BEGIN Extracted records

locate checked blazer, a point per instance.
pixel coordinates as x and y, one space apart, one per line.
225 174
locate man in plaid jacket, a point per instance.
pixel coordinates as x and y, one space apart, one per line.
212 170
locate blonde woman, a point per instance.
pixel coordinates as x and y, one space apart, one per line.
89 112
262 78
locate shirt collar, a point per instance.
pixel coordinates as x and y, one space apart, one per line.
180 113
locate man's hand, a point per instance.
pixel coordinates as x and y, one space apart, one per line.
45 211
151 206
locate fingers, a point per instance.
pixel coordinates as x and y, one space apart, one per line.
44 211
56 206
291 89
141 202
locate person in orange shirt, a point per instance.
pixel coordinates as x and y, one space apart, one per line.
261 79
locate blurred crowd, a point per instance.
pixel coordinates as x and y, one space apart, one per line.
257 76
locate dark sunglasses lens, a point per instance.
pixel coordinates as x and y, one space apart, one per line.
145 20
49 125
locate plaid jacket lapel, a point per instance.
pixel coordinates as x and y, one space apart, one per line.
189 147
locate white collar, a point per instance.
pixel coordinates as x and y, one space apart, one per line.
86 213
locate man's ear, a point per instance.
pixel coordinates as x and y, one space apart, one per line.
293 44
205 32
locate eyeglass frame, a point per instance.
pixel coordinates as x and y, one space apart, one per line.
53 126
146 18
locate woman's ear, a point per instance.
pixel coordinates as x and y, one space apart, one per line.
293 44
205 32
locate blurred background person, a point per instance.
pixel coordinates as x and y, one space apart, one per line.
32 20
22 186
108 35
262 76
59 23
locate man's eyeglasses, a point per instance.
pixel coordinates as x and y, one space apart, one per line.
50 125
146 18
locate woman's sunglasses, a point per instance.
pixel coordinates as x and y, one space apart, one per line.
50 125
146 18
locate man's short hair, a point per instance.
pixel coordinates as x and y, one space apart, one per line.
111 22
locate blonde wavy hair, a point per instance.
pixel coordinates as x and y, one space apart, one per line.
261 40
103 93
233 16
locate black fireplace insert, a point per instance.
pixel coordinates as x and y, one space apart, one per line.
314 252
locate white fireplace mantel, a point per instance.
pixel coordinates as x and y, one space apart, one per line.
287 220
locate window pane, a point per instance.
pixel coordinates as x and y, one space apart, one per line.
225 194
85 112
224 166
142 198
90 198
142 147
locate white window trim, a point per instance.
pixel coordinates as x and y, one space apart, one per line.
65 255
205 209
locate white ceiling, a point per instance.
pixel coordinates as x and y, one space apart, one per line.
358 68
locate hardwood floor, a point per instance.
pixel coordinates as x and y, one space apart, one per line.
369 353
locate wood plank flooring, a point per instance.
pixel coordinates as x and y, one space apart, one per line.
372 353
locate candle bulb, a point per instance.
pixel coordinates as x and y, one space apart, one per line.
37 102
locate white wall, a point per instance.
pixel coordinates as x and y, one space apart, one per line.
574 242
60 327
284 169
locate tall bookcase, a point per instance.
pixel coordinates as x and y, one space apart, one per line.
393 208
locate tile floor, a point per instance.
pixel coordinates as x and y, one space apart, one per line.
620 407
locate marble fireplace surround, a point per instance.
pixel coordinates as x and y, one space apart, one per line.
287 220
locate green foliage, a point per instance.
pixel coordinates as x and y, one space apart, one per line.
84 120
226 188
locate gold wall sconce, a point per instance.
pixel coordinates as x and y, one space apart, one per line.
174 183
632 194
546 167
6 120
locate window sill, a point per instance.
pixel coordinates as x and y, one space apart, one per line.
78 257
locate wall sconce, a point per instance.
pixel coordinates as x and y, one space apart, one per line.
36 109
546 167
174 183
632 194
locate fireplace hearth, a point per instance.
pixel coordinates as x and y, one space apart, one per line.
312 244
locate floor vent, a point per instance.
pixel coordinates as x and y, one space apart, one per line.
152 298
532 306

END Extracted records

Reproduce, exactly as they stand in the data above, the lines from the one that holds "locate tall bookcase, a point per instance." to the one that holds "locate gold wall", inclusive.

locate tall bookcase, a point per instance.
pixel coordinates as x and y, one space apart, one per line.
393 208
locate tile floor, a point per instance.
pixel coordinates as x and y, one space apart, one per line.
620 407
locate marble fireplace surround, a point per instance.
pixel coordinates as x and y, one space apart, one per line.
287 220
locate green foliage, a point per instance.
pixel coordinates as x and y, one space apart, one per line.
84 120
226 188
locate gold wall sconce, a point per instance.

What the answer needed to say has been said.